▶ _DATA RECORDS_:
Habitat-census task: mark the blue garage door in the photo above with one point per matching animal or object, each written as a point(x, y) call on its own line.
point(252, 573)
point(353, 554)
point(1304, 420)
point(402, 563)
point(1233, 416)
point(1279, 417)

▶ _WHAT IS REQUIRED_: Once you have read the entries, write them out again without altering a single character.

▶ _SOLUTION FOR THIS TASK_:
Habitat-census task: mark the blue garage door in the photo above with one point per matching animal or object, each written as a point(x, y) call on its own line.
point(252, 573)
point(353, 554)
point(1304, 420)
point(402, 563)
point(1233, 416)
point(1279, 417)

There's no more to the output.